**OBJECTIVE**:
Resume the blog posts about old houses for sale on the North Fork, continuing after the last sentence shown.

**ARTICLE**:
--------------------
New-to-Market North Fork Tavern c.1800, 349K

SO OFTEN ONE SEES listings that date houses inaccurately. Sometimes the listings claim the houses are much more recent than they are, sometimes older. In the case of this former tavern in Southold, N.Y.’s historic district, I wholeheartedly believe the listing date. Based on its boxy shape, steep-pitched roof (the better to shed snow), and most of all, interior photos, the circa 1800 date seems correct.

The map shows it located at an intersection, which would make sense for a former tavern. I don’t know how busy an intersection; that would be key. It’s on 1/2 acre with several outbuildings, including a 19th century barn. The floors are wide-plank, the windows ‘correct,’ and there seem to be original doors and other woodwork. The attic photo clinches it for me; it totally looks 200+ years old.

I say this looks very intriguing, and the asking price reasonable. What say you? Does anyone know the location? The realtor’s listing is here.

North Fork Farmhouse Follow-Up 293K

SOMETIMES YOU JUST HAVE TO SEE FOR YOURSELF. That was the case with the Southold Victorian on the North Fork of Long Island whose listing I blogged about a few days ago. Even though it is more than an hour’s drive and a $30 round trip ferry fare through Shelter Island from my house in Springs, I made the trek on Sunday morning to see just what was wrong with the place for it to be priced so low. I knew there had to be something.
--------------------
**ITEMS**:
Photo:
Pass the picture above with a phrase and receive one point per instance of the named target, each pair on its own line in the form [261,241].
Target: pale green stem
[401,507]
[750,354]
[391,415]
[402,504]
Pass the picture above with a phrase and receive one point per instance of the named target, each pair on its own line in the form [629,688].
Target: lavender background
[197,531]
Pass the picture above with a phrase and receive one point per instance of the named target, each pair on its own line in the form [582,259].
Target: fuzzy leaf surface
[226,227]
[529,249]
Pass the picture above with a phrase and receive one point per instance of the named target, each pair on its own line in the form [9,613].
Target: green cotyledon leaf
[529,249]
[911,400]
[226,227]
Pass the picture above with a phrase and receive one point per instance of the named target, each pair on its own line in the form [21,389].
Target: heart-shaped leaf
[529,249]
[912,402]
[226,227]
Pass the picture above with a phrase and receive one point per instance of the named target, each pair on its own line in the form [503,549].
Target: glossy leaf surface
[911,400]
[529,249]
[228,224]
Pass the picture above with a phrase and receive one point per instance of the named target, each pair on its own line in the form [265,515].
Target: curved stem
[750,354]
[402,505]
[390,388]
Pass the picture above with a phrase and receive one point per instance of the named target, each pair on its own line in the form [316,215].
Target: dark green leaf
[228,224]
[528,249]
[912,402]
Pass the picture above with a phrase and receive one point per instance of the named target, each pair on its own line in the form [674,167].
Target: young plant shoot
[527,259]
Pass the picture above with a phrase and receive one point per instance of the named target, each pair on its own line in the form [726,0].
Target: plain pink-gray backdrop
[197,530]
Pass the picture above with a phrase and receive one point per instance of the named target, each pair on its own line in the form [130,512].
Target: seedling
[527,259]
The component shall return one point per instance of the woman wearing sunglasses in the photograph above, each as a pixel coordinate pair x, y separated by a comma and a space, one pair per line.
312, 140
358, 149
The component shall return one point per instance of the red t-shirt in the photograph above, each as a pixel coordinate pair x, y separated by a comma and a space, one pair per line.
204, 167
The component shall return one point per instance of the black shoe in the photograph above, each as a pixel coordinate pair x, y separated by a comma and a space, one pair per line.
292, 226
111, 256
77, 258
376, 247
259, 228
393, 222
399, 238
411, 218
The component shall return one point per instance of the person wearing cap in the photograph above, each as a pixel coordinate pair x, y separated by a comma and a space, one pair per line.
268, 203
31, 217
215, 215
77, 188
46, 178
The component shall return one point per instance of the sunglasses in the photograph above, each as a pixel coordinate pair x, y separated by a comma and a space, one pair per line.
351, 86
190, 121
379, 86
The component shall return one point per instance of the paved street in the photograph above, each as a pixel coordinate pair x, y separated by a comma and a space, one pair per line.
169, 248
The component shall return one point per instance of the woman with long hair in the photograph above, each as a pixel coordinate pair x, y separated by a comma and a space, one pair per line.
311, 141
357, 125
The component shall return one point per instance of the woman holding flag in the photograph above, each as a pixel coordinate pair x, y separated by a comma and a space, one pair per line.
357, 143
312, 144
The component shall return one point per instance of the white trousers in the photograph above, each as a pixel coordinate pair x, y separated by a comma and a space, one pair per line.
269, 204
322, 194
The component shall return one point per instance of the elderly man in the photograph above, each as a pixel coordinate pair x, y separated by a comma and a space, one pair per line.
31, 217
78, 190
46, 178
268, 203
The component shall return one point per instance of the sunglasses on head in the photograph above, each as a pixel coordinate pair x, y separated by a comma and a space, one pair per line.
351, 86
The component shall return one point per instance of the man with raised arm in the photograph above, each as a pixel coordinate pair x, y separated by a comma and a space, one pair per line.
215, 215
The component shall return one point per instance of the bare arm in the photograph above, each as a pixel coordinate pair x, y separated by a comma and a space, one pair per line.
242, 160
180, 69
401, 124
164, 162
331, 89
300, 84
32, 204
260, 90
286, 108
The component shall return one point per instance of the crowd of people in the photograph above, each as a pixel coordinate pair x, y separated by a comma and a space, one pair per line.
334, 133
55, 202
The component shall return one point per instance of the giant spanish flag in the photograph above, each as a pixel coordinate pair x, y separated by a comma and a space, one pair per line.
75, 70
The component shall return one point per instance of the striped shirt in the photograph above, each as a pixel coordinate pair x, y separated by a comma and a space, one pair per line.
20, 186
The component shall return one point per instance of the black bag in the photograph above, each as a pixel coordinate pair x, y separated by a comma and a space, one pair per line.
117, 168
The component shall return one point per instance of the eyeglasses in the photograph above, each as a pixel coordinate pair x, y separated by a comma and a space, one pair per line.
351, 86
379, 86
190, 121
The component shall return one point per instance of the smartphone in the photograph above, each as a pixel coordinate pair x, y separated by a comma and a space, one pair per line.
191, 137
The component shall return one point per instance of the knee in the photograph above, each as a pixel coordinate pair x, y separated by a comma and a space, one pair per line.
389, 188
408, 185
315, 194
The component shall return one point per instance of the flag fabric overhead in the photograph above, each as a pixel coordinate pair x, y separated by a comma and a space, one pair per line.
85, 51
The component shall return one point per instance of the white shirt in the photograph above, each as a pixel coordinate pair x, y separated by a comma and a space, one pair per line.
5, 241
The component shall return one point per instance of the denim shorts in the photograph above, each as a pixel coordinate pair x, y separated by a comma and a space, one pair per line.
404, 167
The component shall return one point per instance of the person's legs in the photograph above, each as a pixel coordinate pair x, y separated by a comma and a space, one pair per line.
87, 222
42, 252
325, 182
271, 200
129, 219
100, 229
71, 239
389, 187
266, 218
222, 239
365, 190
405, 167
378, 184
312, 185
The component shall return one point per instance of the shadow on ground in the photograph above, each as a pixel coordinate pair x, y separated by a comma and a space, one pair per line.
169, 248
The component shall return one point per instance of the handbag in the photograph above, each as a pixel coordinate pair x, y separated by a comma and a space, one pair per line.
--------------------
**TASK OUTPUT**:
Ah, yes… it is an intriguing situation, and an object lesson in how listing photos can lie. Head on in the photos, the place looks normal: a gabled farmhouse of the late 1800s, with a wide front porch. But there were no photos of the sides or back of the house.

Here’s why: for reasons known only to previous owners, the house had metastasized over the years, with a series of completely and utterly wrong-headed, senseless, absurdly un-designed additions and extensions. What we have here is a demolition project. The whole house doesn’t need to be taken down — just 2/3 of the existing 3,600-square-foot structure (if it can be called a structure), to bring it back to approximately its original size and shape.

There’s very little in the way of old detail, even in the original part of the house, and the rooms have been mostly chopped up with extraneous walls. There are little jigs and jogs that lead to nowhere, closets with windows, room after tiny room so confusing you can’t even tell what’s meant to be the dining room, the living room, or the master bedroom. The whole house is covered with vinyl siding, over 1950s asbestos shingle. Maybe there’s clapboard underneath, or perhaps that’s long gone.

Any bad decision that could be made has been made. There are a couple of roof decks that have no logical access (you have to climb through windows to get to them). They would provide a view of Long Island Sound, which is tantalizingly nearby — a matter of a few hundred yards — but inaccessible, because of fenced neighboring properties, except by roundabout road.

The balusters on the original staircase have been replaced with new Victorian-style ones, below. The floors are newish and mismatched.

The windows in the “best” room, below — a coffered (though low) ceilinged space in the middle of the old part of the house — were replaced with an ugly modern ‘picture window.’

One of the rear additions, below, was meant to be a rec room or family room of some sort. It is dark, water damaged, visibly moldy.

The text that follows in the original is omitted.